##### Extracted data #####

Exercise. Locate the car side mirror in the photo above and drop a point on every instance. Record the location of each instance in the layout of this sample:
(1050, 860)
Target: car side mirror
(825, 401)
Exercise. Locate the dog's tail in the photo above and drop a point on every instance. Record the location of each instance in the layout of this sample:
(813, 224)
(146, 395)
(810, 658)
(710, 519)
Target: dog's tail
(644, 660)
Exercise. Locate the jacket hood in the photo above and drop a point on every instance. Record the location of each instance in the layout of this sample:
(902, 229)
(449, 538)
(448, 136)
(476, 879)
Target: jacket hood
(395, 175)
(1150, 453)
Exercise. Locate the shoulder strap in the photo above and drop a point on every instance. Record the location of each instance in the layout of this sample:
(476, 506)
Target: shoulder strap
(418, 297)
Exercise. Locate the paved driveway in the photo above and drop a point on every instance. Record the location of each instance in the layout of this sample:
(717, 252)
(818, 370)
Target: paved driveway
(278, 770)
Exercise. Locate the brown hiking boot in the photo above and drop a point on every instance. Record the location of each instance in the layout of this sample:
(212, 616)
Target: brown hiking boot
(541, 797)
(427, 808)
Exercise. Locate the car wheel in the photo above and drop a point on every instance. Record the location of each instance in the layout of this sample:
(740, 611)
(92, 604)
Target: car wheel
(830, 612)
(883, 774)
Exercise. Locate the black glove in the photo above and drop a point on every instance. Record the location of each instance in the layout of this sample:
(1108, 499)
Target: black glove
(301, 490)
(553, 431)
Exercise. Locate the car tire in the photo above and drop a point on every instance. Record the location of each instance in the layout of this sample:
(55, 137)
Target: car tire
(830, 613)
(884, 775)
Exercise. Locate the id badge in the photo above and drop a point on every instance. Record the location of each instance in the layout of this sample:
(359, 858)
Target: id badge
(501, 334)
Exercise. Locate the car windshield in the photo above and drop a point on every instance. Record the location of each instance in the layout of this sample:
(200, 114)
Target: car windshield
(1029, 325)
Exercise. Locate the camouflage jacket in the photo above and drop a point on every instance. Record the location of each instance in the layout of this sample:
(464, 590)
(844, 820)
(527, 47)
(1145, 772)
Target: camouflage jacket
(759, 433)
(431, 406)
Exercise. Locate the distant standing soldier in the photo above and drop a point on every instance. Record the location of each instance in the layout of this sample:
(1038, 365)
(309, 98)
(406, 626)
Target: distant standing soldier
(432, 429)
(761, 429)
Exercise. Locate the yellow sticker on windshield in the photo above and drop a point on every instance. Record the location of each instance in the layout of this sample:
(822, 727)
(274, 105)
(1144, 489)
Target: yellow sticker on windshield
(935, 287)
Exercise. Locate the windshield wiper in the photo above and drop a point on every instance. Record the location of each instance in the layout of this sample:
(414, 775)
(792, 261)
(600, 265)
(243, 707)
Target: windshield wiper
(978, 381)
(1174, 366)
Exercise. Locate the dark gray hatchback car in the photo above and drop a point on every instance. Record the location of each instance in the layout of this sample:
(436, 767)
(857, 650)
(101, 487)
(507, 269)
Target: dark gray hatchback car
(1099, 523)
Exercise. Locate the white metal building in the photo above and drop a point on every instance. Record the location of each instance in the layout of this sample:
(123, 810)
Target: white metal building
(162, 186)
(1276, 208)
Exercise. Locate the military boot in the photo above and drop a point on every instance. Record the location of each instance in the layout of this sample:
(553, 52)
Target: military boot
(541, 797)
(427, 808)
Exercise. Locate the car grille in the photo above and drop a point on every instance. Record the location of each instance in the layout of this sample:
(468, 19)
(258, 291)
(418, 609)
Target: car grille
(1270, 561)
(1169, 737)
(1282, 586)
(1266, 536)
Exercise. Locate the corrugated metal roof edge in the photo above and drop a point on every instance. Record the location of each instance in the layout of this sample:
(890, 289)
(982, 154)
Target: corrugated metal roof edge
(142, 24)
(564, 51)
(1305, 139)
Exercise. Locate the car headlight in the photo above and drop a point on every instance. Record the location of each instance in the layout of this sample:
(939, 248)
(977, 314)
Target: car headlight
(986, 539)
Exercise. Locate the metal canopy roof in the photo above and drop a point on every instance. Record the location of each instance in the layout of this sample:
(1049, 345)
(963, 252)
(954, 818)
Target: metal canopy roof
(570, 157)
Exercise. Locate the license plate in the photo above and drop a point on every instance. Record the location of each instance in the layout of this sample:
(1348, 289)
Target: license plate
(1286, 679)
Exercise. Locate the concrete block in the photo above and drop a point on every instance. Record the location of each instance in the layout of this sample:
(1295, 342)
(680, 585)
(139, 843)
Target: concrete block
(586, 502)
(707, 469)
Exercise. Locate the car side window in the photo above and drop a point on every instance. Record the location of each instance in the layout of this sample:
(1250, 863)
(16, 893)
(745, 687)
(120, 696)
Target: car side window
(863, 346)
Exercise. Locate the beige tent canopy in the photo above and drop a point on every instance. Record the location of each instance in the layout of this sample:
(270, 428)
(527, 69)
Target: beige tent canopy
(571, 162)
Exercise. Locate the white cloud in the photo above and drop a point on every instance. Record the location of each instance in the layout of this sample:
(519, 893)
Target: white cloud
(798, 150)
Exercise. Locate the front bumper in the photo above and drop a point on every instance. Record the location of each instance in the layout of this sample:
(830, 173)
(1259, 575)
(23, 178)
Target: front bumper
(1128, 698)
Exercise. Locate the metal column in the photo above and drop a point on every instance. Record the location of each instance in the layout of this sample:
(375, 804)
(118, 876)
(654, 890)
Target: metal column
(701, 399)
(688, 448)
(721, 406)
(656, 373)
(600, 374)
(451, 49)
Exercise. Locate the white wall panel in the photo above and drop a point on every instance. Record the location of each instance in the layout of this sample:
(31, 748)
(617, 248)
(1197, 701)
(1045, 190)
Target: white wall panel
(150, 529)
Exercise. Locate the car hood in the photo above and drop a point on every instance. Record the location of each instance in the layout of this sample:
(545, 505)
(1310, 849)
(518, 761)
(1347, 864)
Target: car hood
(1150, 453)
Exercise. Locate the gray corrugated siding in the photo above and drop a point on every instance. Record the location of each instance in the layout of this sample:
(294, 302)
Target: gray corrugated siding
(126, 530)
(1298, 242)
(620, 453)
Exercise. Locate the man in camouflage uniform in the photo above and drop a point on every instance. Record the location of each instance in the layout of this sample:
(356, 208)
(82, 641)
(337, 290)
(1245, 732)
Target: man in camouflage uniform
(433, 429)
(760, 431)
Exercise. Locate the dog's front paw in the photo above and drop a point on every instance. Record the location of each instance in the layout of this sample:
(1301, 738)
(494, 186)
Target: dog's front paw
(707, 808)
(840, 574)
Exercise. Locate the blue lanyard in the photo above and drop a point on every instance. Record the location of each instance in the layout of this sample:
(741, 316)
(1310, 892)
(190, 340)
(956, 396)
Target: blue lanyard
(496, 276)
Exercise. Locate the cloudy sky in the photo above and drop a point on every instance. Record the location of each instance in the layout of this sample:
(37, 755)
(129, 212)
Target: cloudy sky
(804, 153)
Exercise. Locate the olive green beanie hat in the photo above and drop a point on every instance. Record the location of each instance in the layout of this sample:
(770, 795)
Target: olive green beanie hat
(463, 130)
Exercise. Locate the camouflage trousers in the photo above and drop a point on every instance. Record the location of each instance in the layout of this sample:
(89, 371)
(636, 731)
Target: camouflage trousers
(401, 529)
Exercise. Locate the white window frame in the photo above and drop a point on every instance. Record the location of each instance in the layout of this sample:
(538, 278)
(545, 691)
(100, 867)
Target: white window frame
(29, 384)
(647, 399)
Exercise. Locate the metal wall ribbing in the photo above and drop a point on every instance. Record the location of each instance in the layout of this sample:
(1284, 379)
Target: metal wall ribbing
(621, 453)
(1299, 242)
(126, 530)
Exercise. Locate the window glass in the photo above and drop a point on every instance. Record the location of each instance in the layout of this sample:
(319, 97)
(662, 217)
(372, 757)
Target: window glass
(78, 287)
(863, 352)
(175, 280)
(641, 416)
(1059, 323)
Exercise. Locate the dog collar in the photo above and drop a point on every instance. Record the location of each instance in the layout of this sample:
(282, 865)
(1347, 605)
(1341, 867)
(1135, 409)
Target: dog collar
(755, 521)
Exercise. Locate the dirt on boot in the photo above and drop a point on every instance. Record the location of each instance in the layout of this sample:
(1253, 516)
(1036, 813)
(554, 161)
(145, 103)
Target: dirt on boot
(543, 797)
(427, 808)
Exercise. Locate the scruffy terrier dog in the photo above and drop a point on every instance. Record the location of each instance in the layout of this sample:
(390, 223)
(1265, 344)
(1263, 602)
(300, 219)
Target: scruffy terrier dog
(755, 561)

#####
##### Extracted data #####

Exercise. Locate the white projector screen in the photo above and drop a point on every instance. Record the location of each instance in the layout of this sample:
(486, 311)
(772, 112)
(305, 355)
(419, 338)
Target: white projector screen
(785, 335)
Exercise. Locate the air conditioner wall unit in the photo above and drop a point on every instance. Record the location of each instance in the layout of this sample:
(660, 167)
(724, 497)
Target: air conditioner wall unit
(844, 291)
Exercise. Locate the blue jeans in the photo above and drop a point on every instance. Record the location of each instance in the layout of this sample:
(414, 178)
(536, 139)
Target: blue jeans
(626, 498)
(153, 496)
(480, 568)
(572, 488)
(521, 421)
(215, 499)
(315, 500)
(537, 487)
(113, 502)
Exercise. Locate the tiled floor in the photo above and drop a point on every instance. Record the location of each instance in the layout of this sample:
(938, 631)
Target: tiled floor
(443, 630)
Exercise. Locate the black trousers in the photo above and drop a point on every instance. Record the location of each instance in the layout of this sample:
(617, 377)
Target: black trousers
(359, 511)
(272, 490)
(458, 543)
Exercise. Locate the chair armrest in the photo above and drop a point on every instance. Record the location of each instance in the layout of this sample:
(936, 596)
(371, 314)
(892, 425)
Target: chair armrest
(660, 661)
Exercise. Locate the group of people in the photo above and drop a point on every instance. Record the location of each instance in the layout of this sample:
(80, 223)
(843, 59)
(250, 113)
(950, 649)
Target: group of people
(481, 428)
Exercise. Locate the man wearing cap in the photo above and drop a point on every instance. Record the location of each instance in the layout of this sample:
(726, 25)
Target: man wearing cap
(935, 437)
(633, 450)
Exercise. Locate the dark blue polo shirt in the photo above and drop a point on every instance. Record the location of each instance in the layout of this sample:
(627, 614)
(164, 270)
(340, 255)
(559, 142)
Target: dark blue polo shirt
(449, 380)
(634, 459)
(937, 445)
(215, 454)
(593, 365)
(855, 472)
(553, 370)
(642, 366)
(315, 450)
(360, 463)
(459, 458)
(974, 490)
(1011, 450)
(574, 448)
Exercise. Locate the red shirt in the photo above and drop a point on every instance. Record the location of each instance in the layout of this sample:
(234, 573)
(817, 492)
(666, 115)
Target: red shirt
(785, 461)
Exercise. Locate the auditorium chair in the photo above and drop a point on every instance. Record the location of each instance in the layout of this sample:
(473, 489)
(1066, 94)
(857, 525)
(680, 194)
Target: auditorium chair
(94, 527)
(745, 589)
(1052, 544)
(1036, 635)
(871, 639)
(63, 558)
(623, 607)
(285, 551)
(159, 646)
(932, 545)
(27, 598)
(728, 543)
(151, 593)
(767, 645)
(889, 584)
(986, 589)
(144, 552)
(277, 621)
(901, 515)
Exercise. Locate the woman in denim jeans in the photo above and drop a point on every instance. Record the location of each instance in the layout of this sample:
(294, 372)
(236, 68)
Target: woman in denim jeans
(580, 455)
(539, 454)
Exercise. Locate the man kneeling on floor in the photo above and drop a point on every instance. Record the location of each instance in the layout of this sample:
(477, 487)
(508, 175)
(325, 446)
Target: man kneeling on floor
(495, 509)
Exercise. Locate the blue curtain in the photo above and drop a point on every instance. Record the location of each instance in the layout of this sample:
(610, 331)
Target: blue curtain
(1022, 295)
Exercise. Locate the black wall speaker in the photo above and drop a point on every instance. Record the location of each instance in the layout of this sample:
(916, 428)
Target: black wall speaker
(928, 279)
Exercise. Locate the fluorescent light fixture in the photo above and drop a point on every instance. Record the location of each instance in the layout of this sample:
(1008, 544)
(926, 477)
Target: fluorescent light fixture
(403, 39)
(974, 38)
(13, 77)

#####
##### Extracted data #####

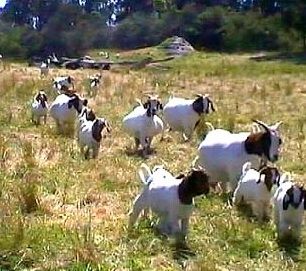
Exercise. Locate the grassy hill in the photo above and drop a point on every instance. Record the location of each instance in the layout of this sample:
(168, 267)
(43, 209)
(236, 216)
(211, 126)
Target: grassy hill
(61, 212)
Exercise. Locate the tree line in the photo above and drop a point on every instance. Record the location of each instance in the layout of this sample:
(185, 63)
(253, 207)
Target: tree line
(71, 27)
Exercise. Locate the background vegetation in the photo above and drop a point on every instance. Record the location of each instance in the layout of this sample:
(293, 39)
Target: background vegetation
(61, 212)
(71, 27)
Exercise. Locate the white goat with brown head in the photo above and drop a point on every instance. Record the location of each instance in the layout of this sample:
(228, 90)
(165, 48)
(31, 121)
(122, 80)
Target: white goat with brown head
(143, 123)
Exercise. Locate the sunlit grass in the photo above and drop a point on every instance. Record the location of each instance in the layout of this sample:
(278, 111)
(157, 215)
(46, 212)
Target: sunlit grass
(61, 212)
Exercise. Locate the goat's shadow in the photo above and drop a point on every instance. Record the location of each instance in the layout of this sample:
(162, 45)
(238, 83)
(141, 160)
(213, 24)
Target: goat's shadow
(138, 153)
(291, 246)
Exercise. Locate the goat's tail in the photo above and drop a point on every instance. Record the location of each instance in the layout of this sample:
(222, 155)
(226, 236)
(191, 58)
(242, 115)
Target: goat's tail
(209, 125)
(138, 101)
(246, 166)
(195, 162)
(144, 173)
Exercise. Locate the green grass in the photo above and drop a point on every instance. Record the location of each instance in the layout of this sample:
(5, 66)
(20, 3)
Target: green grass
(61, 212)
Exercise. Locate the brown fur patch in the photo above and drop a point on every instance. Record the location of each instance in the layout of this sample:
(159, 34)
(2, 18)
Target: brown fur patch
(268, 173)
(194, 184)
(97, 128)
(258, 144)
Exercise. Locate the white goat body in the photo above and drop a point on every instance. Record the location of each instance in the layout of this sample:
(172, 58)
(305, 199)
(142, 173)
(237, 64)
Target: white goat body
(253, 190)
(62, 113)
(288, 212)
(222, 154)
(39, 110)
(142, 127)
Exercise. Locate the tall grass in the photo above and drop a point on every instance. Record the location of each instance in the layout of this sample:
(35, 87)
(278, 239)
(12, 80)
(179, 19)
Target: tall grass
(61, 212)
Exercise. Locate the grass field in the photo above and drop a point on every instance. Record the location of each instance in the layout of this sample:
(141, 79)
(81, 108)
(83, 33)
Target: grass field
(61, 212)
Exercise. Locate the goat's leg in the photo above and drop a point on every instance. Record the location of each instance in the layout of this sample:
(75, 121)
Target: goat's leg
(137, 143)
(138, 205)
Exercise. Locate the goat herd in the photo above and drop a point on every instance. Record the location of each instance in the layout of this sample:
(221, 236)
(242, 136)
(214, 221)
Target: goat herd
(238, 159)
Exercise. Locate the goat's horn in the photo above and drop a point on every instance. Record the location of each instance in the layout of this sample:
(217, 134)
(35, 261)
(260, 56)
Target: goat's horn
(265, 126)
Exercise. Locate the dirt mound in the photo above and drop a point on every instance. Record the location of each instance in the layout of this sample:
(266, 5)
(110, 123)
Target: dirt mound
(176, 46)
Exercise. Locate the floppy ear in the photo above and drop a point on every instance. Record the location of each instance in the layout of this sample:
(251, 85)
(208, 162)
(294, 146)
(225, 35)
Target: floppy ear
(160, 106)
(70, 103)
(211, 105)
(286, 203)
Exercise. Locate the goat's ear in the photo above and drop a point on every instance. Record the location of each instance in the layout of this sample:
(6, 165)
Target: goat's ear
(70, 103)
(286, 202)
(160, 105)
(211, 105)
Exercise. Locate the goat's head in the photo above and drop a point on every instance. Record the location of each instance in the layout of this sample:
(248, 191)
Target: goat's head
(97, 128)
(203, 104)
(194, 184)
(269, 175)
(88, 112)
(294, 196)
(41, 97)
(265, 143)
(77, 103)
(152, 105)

#####

## Task instructions
Find every line in the material above that contains the string "field", matching uppercase and lowercase exactly, and copy each of those lines in full.

## Output
Exercise. Locate the grass field in the photo above and drop a point on every instance. Record the location of each instance in the layout of this sample:
Target: grass field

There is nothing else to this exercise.